— BEGIN —

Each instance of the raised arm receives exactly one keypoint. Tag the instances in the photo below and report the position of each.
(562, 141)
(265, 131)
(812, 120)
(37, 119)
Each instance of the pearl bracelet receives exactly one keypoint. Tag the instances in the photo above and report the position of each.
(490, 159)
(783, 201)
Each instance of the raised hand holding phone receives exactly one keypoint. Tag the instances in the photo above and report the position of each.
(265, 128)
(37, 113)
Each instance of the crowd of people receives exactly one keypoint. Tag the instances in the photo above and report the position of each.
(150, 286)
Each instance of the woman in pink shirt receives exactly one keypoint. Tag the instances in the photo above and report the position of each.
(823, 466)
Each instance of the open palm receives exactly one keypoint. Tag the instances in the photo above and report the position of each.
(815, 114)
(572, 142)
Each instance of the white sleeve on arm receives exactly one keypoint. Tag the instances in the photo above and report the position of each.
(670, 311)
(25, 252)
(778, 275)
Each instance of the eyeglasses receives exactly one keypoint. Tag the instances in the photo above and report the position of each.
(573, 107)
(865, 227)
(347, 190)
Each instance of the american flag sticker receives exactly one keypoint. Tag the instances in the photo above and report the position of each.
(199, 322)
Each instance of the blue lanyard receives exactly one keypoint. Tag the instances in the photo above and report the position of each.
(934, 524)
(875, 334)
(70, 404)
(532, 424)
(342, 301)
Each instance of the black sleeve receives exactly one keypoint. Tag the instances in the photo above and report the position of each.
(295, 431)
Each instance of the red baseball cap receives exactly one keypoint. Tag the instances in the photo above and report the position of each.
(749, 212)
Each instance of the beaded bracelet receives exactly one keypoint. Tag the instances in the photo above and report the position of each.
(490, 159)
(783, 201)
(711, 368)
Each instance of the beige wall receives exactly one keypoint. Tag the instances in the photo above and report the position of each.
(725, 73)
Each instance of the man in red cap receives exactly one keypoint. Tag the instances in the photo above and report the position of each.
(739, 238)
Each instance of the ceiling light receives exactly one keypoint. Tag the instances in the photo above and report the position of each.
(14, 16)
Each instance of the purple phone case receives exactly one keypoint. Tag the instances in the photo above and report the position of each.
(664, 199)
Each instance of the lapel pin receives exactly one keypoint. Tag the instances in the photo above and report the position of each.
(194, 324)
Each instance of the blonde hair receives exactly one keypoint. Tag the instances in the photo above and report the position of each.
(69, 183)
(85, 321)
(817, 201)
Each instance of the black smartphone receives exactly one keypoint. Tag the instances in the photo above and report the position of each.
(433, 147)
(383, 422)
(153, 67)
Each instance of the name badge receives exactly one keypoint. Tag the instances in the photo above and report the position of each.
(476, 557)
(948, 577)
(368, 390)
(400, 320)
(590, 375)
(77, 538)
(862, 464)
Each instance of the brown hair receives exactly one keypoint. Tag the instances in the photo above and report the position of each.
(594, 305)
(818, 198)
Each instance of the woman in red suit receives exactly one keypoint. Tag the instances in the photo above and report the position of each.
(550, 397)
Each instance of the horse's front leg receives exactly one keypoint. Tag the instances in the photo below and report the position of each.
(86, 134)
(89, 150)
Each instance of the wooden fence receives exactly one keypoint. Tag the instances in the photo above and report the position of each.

— END —

What you have to do:
Could you write out, word for word, the records above, starting with the line that contains "Each instance of the brown" and going on through the final line?

Worked solution:
Each instance of the brown hair receives exactly one keypoint. Tag the instances in the photo above and report the position of each.
(594, 305)
(818, 198)
Each instance of the woman in red suit receives exactly one keypoint. Tag the instances in the photo above and report the position of each.
(550, 397)
Each instance of the horse's front leg receives exactly one keypoint. Tag the instances in the photo below and report the position of each.
(86, 134)
(89, 150)
Each instance of the wooden fence receives exactly one keypoint. Tag the instances in the photo above and report the position of each.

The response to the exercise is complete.